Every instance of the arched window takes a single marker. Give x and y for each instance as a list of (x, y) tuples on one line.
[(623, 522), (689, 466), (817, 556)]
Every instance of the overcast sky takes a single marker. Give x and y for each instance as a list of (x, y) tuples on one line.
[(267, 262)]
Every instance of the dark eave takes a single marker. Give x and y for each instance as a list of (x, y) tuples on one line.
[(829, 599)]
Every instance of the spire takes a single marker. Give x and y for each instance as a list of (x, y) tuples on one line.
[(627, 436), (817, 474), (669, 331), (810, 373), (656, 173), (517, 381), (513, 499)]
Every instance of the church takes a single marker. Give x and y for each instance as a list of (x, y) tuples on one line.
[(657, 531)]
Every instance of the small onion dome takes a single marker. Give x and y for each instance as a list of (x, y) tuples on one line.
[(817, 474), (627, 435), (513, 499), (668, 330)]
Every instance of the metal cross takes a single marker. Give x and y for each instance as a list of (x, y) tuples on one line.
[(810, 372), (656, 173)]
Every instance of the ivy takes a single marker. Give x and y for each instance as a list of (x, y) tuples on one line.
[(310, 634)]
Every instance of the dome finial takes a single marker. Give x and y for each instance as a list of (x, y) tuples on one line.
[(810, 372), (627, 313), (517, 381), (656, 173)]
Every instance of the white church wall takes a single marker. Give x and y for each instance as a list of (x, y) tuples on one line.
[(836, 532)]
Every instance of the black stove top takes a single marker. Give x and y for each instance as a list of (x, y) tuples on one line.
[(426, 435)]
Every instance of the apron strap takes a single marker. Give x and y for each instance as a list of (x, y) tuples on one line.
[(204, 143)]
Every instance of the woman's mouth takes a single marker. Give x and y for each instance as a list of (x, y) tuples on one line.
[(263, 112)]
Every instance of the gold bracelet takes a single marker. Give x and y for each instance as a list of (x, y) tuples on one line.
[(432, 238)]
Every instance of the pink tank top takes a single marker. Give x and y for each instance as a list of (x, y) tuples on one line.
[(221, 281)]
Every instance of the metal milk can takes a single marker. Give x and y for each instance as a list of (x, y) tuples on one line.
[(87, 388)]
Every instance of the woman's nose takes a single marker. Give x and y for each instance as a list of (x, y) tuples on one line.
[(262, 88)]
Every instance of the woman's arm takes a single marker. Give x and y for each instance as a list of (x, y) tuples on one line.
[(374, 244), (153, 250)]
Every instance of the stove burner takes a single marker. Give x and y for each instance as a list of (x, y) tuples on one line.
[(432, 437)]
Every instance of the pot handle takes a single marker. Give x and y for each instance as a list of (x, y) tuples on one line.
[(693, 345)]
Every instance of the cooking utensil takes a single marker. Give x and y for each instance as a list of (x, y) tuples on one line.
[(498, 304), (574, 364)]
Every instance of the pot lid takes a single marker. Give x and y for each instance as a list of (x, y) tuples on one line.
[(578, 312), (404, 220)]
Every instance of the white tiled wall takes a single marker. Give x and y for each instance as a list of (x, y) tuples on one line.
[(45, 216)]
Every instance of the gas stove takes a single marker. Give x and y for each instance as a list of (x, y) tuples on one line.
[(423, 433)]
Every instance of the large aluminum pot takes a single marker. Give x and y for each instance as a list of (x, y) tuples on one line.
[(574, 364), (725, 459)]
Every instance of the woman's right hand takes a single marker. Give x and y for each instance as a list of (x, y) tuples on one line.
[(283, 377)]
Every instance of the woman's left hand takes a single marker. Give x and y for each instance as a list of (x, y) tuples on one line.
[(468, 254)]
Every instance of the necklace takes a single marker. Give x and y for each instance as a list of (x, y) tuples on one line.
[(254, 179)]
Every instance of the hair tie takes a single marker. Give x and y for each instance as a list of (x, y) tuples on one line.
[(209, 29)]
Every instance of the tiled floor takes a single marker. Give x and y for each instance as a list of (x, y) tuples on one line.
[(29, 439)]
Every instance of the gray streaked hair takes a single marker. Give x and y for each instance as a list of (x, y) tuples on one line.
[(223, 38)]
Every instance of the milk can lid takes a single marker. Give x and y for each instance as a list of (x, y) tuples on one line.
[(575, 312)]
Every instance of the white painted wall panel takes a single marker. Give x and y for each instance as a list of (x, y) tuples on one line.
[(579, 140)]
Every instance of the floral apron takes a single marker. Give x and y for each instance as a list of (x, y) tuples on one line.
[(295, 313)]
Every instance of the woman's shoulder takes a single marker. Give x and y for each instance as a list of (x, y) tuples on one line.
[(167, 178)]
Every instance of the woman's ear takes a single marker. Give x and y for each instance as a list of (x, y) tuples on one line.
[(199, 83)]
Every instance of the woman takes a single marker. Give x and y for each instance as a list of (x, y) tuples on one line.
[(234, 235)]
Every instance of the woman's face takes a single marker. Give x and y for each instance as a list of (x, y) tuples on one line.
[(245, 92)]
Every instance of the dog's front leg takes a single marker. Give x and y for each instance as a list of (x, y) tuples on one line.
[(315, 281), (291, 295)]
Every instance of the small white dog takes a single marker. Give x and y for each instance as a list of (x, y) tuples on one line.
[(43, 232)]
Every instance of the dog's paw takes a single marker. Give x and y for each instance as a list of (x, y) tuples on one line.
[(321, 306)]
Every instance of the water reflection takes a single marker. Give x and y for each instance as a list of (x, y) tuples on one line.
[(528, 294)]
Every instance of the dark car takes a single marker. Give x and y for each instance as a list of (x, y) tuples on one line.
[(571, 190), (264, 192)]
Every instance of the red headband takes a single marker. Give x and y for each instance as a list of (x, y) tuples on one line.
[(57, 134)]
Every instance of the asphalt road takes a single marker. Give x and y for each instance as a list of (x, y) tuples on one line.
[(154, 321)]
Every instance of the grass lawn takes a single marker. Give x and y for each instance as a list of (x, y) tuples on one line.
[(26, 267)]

- EXERCISE INSTRUCTIONS
Rewrite every line from the start of the rows down to the line containing "[(817, 474), (627, 435), (513, 499), (668, 330)]", both ends included, with the requests kept as they are. Shift every x and y coordinate in the answers by adding 43 to it.

- EXPECTED ANSWER
Every instance of the arched window takes a single marker. Give x and y for each instance as a list of (x, y) tuples on one line.
[(666, 565), (732, 509), (860, 599)]
Every instance of the overcast sky takes a single marker. Give x and y for each instance as a list of (x, y) tuples on one line.
[(310, 305)]
Every instance of the dark eave takes a single marker. Give x and y for each instance as a list of (x, y) tuples on one line.
[(872, 642)]
Every instance of the spire takes a single marker. Give x and y for each instance as a list of (x, y) tuples on one line.
[(670, 479), (860, 517), (712, 374), (853, 416), (699, 216), (560, 424), (556, 542)]
Every instance of the church takes a single marker. Give x and y for each instance as a list of (x, y) tuples on one line.
[(700, 574)]
Every instance of the small onion dome takes a single marker. Give x and y for each instance as a list of (x, y) tuples on one line.
[(860, 517), (670, 478), (556, 542), (711, 373)]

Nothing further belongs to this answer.